What is needed:
Pull out each line in the entries below that contains the string "drumstick".

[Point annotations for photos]
## Start

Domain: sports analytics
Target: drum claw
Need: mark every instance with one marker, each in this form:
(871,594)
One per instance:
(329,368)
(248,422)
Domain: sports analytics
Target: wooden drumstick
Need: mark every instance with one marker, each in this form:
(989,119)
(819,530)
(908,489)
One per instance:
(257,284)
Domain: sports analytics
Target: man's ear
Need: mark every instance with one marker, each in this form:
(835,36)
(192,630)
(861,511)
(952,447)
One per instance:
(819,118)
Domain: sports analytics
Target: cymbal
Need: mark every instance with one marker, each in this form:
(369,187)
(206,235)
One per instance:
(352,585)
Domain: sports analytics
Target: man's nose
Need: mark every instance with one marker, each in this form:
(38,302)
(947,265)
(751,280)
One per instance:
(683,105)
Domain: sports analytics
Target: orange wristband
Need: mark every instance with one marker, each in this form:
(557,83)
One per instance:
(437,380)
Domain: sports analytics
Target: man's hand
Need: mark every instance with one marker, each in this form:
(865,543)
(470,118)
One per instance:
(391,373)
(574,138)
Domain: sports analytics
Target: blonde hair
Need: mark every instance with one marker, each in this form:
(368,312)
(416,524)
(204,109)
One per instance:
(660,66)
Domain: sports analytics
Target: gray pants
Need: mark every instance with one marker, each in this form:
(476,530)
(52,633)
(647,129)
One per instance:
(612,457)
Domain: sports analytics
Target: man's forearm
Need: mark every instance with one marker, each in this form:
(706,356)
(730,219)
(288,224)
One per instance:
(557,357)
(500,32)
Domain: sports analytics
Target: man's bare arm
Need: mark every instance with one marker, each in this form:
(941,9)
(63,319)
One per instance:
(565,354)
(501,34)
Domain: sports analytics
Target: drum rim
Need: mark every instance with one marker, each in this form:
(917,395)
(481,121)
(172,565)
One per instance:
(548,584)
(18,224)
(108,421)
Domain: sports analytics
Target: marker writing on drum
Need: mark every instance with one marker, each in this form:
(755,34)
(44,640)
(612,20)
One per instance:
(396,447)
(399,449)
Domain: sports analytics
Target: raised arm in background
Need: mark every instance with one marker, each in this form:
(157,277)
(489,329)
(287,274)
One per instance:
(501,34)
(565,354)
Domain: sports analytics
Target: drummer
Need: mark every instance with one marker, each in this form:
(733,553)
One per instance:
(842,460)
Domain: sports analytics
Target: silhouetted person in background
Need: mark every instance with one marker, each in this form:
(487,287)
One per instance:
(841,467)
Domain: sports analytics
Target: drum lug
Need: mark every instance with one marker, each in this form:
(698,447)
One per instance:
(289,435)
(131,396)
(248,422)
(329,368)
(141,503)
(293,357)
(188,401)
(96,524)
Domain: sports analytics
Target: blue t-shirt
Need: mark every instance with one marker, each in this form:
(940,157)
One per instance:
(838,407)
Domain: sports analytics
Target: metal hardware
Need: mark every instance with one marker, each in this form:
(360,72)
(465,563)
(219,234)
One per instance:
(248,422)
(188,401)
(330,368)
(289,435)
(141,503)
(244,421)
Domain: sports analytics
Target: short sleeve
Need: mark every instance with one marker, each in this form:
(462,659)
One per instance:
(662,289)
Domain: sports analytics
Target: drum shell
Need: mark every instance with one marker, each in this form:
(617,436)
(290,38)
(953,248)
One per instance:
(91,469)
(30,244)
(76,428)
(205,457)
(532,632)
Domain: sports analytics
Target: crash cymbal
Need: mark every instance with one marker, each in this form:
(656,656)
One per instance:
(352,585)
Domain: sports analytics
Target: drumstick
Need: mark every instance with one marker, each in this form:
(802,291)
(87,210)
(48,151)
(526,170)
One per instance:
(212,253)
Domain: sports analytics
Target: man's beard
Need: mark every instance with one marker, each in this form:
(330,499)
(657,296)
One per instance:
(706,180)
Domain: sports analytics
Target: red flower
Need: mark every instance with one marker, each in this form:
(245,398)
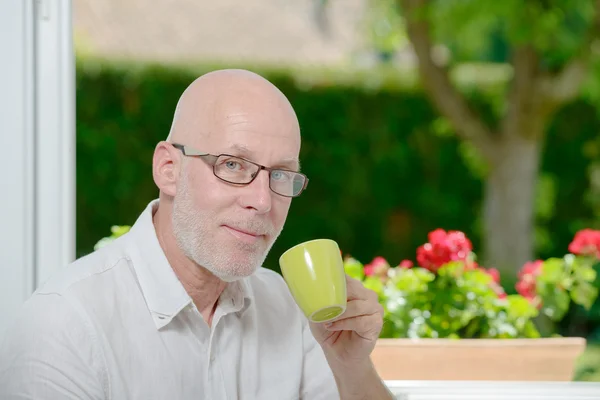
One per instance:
(379,266)
(442,248)
(526,285)
(586,242)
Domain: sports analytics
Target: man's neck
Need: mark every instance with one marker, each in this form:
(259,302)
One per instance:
(201,285)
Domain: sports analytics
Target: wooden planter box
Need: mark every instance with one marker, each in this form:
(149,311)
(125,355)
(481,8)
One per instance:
(546,359)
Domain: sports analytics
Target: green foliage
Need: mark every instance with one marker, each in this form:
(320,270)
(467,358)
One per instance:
(454,302)
(475,29)
(571,278)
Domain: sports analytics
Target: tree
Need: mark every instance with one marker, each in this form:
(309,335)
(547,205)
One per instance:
(551,48)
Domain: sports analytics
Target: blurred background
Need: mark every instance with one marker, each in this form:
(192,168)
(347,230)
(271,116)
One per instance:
(477,116)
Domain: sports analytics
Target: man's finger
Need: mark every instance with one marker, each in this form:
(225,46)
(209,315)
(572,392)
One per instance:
(356,290)
(366,326)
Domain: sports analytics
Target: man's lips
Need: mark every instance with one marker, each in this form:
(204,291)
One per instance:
(243,235)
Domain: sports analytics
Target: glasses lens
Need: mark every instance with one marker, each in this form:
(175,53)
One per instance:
(235,170)
(287,183)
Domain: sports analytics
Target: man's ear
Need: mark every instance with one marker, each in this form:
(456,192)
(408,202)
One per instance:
(165,168)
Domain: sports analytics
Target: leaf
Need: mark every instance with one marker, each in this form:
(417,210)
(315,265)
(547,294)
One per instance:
(584,294)
(556,303)
(553,270)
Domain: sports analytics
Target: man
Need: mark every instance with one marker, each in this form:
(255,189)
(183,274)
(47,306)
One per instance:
(180,307)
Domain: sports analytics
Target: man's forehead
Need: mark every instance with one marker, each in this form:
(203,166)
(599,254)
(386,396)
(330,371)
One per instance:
(242,150)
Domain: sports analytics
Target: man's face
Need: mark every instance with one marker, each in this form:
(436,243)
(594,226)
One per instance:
(225,228)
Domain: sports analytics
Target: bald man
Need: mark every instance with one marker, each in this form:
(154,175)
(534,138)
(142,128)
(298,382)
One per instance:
(180,307)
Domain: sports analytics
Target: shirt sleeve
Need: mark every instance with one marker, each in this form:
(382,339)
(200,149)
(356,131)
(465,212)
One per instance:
(317,382)
(49,354)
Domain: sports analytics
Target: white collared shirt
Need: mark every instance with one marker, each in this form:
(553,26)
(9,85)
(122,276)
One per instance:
(118,324)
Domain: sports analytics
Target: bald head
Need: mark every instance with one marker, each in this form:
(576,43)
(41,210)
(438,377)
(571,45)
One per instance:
(228,227)
(228,97)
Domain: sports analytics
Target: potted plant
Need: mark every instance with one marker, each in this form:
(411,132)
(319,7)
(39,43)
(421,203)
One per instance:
(448,318)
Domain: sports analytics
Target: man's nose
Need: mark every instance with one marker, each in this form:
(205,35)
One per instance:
(257,195)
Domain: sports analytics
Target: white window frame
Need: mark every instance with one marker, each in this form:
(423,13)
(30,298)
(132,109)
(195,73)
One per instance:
(37,127)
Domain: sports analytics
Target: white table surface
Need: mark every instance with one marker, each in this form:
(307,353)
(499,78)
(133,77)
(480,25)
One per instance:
(497,390)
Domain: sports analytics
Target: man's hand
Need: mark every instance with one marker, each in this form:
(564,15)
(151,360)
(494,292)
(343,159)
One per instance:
(351,337)
(348,342)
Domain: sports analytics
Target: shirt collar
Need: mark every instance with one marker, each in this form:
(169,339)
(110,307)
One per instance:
(164,294)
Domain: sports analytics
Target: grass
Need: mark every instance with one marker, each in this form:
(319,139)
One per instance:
(588,365)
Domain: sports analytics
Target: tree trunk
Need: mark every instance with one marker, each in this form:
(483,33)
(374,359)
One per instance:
(509,203)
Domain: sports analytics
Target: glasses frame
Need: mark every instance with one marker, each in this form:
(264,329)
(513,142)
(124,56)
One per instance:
(211,159)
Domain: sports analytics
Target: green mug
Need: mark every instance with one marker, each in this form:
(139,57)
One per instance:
(314,273)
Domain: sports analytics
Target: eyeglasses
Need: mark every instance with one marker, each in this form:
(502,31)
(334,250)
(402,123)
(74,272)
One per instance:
(239,171)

## End

Complete output:
Target: wooden drumstick
Target: drumstick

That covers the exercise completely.